Replace "instance" with "occurrence" in the stretch from the line containing "pixel 596 381." through the line containing "pixel 772 375", and give back only those lines with everything else left unchanged.

— BEGIN Raw data —

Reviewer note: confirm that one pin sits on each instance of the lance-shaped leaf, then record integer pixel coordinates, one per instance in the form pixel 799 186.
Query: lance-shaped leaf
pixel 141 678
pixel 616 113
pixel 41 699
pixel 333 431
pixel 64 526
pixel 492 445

— END Raw data —
— BEGIN Raw data —

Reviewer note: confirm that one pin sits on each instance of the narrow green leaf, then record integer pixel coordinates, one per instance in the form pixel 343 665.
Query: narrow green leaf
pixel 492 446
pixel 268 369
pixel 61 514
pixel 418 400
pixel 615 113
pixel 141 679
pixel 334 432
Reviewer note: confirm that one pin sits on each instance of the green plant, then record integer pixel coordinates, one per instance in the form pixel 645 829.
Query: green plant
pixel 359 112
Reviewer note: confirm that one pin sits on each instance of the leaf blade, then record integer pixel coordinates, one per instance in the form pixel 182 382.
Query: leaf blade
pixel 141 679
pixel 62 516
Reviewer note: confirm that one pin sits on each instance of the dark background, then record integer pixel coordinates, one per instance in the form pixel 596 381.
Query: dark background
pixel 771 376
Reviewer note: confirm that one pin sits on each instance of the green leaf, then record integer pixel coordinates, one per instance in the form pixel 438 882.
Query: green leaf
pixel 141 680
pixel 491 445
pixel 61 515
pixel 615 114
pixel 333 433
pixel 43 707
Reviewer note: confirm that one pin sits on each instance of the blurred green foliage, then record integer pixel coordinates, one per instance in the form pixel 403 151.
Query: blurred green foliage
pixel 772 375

— END Raw data —
— BEGIN Raw data —

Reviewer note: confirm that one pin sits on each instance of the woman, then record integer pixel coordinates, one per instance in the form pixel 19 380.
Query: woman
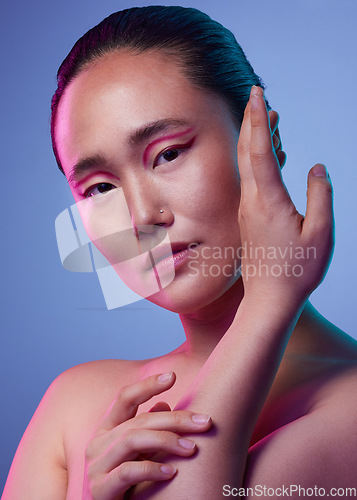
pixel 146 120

— END Raw data —

Result of the task -
Reviewer note: confirm that one pin sits on each occurrence of the dark background, then record integer pixel coordinates, one per occurrence in the form pixel 596 381.
Query: dark background
pixel 771 376
Reviewer note: confirm that one pin sits on each occurrence of the green leaf, then record integer pixel coordinates, one per occurrence in the form pixel 438 882.
Query: green leaf
pixel 141 680
pixel 491 445
pixel 61 515
pixel 615 114
pixel 333 433
pixel 43 707
Reviewer note: confirm that one pin sits on each occurrence of the blurred green foliage, then record integer pixel coordinates, one per occurrence in the form pixel 403 151.
Query: blurred green foliage
pixel 772 375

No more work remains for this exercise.